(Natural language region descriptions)
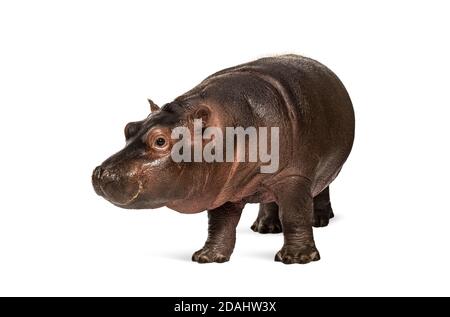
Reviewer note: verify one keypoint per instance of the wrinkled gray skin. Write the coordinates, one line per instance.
(315, 116)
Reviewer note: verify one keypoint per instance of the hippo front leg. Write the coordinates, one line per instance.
(294, 198)
(222, 224)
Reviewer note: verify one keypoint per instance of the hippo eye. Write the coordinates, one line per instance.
(160, 142)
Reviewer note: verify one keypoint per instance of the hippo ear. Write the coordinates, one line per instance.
(153, 106)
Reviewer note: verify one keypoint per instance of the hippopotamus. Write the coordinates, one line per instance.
(314, 118)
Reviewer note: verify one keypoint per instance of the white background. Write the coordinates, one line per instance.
(72, 73)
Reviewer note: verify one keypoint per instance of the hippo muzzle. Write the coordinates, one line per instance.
(115, 186)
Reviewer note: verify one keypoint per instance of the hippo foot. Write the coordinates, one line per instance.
(267, 225)
(303, 255)
(206, 255)
(322, 217)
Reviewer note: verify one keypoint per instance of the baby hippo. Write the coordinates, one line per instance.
(275, 131)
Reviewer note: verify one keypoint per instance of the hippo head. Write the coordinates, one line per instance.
(143, 174)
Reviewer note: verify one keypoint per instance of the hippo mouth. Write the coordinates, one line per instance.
(119, 196)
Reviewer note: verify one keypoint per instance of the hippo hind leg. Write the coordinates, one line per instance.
(268, 220)
(322, 209)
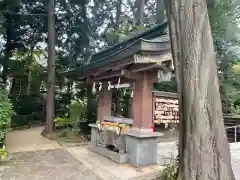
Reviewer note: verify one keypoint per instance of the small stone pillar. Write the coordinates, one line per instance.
(141, 141)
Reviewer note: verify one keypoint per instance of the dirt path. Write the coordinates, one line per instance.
(28, 140)
(33, 157)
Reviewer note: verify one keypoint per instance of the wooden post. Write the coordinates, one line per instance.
(104, 102)
(142, 101)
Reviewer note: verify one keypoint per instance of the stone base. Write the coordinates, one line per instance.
(142, 148)
(114, 156)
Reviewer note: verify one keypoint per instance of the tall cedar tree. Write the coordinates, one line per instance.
(204, 150)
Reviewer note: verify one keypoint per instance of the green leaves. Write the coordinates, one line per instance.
(6, 112)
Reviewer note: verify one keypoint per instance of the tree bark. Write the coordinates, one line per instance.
(140, 12)
(204, 150)
(50, 111)
(160, 11)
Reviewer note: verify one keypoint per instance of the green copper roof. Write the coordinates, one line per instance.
(119, 50)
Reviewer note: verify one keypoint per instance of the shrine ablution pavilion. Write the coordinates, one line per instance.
(140, 61)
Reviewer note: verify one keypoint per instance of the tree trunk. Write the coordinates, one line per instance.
(160, 11)
(204, 150)
(51, 67)
(140, 12)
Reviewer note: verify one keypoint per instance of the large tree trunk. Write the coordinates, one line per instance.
(51, 67)
(204, 151)
(160, 11)
(140, 12)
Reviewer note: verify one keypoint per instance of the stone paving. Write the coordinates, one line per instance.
(53, 164)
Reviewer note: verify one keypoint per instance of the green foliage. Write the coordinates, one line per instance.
(62, 122)
(6, 112)
(171, 170)
(77, 114)
(3, 153)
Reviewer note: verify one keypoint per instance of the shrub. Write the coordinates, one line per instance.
(171, 170)
(6, 112)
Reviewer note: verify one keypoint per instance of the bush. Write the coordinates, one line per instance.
(6, 112)
(171, 170)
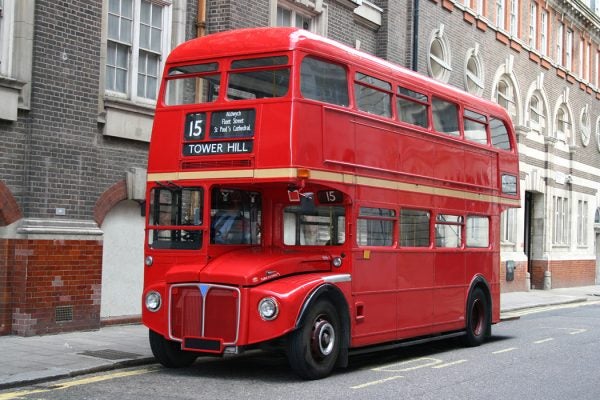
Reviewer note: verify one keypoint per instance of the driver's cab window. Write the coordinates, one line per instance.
(235, 216)
(316, 225)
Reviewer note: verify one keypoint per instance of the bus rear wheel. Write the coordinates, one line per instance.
(314, 347)
(478, 318)
(169, 353)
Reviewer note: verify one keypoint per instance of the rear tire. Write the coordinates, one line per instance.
(478, 318)
(314, 347)
(169, 353)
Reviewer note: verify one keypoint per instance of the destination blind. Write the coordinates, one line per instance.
(232, 124)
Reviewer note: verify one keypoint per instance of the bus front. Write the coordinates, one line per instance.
(239, 239)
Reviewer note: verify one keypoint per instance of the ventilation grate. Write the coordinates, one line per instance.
(63, 314)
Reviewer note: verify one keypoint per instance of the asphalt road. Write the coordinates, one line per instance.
(547, 354)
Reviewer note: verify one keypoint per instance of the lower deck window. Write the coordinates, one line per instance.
(321, 226)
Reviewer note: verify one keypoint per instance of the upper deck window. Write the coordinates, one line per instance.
(192, 84)
(324, 81)
(445, 117)
(475, 127)
(259, 78)
(499, 134)
(373, 95)
(412, 107)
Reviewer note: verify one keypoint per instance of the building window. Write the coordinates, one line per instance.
(533, 25)
(300, 14)
(585, 126)
(582, 222)
(569, 50)
(439, 56)
(537, 113)
(544, 32)
(474, 73)
(500, 7)
(514, 18)
(507, 226)
(561, 220)
(505, 96)
(136, 46)
(559, 44)
(563, 123)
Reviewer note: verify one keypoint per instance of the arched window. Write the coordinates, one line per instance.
(439, 62)
(563, 124)
(585, 126)
(474, 72)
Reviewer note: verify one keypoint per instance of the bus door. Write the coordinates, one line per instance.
(450, 269)
(374, 277)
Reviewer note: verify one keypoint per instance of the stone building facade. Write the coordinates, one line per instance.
(78, 83)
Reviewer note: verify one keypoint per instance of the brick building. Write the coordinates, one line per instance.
(78, 82)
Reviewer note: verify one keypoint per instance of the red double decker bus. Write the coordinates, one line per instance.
(305, 195)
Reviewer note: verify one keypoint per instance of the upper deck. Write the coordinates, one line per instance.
(243, 132)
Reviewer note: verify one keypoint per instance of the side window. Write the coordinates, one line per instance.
(375, 227)
(414, 228)
(499, 134)
(412, 107)
(478, 231)
(474, 125)
(373, 95)
(445, 117)
(324, 81)
(448, 231)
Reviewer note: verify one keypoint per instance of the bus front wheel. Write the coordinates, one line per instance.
(169, 353)
(478, 318)
(314, 347)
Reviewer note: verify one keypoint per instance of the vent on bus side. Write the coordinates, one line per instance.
(216, 164)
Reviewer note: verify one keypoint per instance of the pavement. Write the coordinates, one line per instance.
(29, 360)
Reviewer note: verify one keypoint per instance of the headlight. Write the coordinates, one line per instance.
(153, 301)
(268, 309)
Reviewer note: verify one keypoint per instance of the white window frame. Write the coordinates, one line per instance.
(544, 32)
(134, 52)
(533, 26)
(560, 219)
(582, 223)
(514, 18)
(500, 17)
(569, 50)
(560, 33)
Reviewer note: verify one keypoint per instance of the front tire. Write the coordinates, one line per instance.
(169, 353)
(314, 347)
(478, 318)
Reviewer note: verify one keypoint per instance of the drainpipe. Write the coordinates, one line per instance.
(201, 19)
(415, 34)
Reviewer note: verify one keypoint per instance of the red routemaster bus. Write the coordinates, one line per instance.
(305, 195)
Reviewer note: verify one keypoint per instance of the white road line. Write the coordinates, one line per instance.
(450, 364)
(504, 350)
(364, 385)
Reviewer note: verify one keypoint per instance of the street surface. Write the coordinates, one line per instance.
(549, 353)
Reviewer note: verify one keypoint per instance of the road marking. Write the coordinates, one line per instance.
(398, 367)
(449, 364)
(364, 385)
(84, 381)
(535, 310)
(504, 350)
(543, 340)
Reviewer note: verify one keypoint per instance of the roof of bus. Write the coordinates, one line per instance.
(273, 39)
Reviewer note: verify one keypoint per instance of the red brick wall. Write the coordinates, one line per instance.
(519, 284)
(566, 273)
(40, 276)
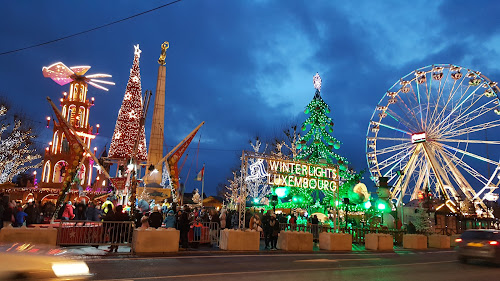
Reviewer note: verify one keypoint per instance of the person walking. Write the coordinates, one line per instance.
(92, 213)
(156, 218)
(20, 217)
(222, 219)
(255, 223)
(80, 210)
(170, 219)
(68, 212)
(275, 228)
(293, 222)
(184, 226)
(267, 229)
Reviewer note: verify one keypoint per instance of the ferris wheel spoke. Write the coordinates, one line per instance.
(463, 184)
(403, 181)
(451, 99)
(458, 106)
(463, 120)
(453, 91)
(393, 148)
(411, 116)
(467, 141)
(391, 127)
(401, 120)
(466, 167)
(471, 129)
(471, 154)
(394, 160)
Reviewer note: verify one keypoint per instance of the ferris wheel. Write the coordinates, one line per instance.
(437, 130)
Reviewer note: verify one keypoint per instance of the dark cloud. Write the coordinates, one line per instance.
(244, 67)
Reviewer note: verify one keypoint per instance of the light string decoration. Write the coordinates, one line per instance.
(258, 188)
(128, 122)
(317, 146)
(17, 150)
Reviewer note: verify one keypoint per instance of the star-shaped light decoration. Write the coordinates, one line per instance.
(317, 82)
(137, 51)
(132, 114)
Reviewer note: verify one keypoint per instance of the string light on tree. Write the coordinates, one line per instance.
(317, 145)
(127, 128)
(17, 149)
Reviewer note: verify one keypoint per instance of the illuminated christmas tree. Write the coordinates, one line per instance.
(128, 123)
(16, 148)
(317, 146)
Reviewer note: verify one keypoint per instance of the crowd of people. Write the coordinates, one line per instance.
(15, 214)
(183, 218)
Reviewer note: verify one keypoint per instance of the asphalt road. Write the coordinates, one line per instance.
(400, 265)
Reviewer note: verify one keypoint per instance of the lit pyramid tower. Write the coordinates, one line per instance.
(75, 109)
(127, 125)
(317, 145)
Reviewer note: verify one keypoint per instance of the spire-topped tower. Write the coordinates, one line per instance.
(155, 153)
(127, 128)
(317, 145)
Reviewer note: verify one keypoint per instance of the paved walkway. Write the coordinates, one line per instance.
(206, 249)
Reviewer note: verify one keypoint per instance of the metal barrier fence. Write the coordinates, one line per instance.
(205, 233)
(358, 233)
(94, 233)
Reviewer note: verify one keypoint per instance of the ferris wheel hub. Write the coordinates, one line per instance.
(418, 137)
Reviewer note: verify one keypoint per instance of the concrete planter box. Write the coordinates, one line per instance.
(452, 240)
(237, 240)
(295, 241)
(439, 241)
(379, 242)
(415, 241)
(150, 241)
(335, 241)
(36, 235)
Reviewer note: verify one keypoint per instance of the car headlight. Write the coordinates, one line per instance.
(70, 269)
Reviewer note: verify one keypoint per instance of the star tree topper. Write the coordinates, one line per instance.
(317, 82)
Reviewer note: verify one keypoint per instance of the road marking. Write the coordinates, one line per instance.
(277, 271)
(260, 255)
(329, 260)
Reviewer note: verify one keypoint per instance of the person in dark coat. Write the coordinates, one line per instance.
(92, 214)
(184, 226)
(170, 219)
(156, 218)
(118, 233)
(275, 228)
(80, 211)
(32, 213)
(267, 229)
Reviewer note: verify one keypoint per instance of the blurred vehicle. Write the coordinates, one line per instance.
(33, 262)
(481, 244)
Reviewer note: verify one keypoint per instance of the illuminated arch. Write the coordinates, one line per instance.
(81, 174)
(71, 115)
(46, 172)
(55, 142)
(59, 171)
(81, 115)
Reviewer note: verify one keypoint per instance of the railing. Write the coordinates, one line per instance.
(358, 233)
(208, 232)
(117, 233)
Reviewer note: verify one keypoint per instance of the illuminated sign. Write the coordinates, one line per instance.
(295, 174)
(418, 137)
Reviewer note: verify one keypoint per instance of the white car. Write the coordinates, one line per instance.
(32, 262)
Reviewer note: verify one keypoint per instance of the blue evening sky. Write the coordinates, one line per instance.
(243, 67)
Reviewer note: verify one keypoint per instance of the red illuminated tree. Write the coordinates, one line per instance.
(128, 127)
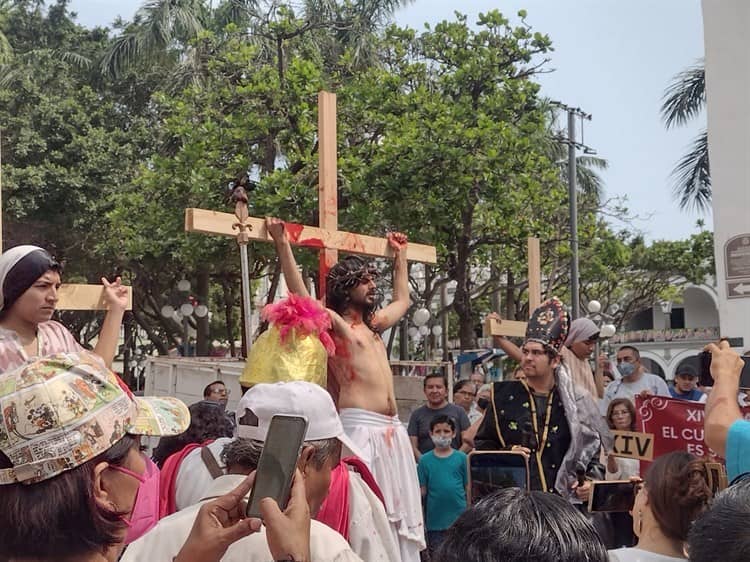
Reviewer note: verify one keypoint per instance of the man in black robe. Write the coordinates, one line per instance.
(542, 416)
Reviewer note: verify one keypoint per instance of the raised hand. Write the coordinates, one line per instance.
(398, 242)
(288, 532)
(276, 229)
(218, 524)
(115, 294)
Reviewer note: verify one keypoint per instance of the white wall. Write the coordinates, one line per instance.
(727, 45)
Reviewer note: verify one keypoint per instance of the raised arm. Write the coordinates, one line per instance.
(116, 297)
(391, 314)
(513, 351)
(721, 407)
(293, 277)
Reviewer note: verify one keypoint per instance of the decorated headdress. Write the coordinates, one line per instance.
(549, 324)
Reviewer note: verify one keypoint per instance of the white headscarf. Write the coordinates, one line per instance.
(581, 329)
(9, 259)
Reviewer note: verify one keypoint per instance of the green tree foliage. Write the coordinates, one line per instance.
(684, 100)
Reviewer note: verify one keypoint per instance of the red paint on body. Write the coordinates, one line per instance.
(293, 230)
(312, 243)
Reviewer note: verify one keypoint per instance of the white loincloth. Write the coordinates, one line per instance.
(388, 454)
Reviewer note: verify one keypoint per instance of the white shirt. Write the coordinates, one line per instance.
(623, 389)
(163, 542)
(638, 555)
(370, 534)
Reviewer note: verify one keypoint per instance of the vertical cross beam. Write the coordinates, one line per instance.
(327, 184)
(535, 275)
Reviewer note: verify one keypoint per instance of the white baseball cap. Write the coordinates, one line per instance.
(294, 398)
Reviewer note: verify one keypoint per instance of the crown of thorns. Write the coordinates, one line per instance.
(342, 276)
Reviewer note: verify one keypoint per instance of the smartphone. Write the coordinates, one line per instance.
(705, 378)
(490, 471)
(273, 478)
(612, 495)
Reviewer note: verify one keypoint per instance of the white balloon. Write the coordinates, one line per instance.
(421, 317)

**Activity:** Return the lines beginning at the one that contains "Reviewer note: verify one keypoint per instance of the red paint" and continuing through the last line of the data, exactly as they stand and without any others.

**Answer for the task:**
Reviewer note: verify one keypoint per instance of the red paint on body. Write the coordinates, one line per instance.
(293, 230)
(312, 243)
Reviewer note: verify one keypoint per instance of the white loincloth. Write the coordinates, one line per instance.
(388, 454)
Reviewer note: verify one keypoint per instance of the white shirt. Write the coordinates, one line per instance.
(623, 389)
(163, 542)
(638, 555)
(370, 534)
Reviewer note: verify one keypoint per instance of the vertical cross beam. Write the coordinates, one line per instance.
(327, 184)
(535, 275)
Reviewer note: verify one keypoint per instance of the white baseball cap. Write the coordinates, one line per instance.
(294, 398)
Reviewer note: verify one keypoint per instance of the crown of thorns. Write the coordinates, one line per instance.
(342, 276)
Reviewer note: verify one keypoint per instance of the smartphone. Write the coordinates, one line per instance.
(705, 378)
(490, 471)
(273, 478)
(612, 495)
Reviewer note: verify one keypoint per instance of the white balloon. Write the coordinates, one line per instance.
(421, 317)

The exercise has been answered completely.